> [EXERCISE DETAILS]: Your task is to repeat the records exactly from the line containing "of the thatched" onward, through the final line.

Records
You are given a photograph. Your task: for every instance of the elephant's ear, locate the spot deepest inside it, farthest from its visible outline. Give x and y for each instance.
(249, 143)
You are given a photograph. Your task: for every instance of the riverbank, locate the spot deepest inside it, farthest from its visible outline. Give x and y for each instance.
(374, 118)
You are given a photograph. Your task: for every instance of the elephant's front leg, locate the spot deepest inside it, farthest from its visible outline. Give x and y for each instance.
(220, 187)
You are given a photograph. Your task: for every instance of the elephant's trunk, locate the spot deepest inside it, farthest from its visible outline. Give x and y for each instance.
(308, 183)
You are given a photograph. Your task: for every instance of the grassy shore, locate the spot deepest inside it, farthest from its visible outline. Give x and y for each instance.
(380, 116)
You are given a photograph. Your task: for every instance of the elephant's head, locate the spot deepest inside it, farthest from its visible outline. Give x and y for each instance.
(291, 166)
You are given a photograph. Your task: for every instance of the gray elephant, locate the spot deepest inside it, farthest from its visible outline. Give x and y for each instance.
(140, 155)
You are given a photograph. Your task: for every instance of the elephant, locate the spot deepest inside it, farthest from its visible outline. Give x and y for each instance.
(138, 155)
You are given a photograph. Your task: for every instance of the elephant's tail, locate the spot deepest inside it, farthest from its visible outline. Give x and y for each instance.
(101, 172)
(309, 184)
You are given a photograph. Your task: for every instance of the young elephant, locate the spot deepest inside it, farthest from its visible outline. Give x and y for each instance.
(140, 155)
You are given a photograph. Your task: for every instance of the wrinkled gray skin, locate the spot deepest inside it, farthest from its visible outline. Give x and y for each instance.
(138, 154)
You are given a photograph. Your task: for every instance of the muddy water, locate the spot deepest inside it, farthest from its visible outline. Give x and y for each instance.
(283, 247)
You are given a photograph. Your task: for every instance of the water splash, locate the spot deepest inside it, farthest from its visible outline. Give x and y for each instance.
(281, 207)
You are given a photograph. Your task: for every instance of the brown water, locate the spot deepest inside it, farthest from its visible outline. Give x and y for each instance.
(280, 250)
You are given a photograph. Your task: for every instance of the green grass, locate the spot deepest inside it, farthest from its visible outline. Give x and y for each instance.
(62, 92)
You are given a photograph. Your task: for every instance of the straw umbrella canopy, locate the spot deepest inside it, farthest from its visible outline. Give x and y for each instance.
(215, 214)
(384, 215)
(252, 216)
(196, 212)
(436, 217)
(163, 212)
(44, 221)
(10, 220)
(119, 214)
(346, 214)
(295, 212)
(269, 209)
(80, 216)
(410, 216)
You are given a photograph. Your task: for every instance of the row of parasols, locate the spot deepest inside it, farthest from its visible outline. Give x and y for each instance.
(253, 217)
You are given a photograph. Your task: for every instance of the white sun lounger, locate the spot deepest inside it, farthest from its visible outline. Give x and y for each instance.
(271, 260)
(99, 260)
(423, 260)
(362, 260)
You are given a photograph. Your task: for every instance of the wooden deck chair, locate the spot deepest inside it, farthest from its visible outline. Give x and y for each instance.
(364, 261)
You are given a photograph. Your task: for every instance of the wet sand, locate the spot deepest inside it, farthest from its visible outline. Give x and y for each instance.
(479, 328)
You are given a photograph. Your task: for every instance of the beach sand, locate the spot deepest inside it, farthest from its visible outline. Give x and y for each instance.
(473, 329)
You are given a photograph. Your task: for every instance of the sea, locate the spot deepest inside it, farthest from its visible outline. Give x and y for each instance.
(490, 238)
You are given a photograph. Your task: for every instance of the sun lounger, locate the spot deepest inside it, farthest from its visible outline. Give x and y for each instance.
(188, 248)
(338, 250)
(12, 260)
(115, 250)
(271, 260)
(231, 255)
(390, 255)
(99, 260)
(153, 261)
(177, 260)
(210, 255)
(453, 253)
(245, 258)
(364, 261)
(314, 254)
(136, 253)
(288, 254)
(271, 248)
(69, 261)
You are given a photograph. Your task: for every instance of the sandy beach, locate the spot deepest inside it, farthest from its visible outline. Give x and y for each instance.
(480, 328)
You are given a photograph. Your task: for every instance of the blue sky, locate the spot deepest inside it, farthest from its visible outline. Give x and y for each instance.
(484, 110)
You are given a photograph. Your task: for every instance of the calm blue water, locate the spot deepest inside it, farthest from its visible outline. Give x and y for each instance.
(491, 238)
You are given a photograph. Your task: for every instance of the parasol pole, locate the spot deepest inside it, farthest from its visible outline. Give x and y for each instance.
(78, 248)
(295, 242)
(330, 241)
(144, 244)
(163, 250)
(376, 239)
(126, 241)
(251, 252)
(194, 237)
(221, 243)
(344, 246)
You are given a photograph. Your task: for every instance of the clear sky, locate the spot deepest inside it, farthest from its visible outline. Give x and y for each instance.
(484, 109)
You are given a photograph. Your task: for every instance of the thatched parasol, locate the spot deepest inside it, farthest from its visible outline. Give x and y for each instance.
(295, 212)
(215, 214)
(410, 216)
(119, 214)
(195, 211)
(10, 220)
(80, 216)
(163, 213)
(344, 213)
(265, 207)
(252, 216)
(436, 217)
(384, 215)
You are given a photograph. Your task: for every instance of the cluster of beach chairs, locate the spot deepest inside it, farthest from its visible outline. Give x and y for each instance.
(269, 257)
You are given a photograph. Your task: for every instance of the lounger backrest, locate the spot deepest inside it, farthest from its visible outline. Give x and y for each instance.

> [THE COMPLETED TASK]:
You are given a photograph. Your task: for every instance of the thatched parasol, locate the spot deepest inside it, farthest from its visible outline. Give x and y for each instance.
(295, 212)
(215, 214)
(410, 216)
(119, 214)
(195, 211)
(10, 220)
(80, 216)
(163, 213)
(344, 213)
(265, 207)
(252, 216)
(436, 217)
(384, 215)
You are given a photograph. Your task: for every instance of the cluster of beach chairs, locate the spot deepest inside it, farthest from its visible outline. Give x and y for each instance.
(269, 257)
You are given a photograph. Your task: for every instance of the lounger backrest, locate the spot deepest inside it, farthest from its visible outline. Give x and y for each instance.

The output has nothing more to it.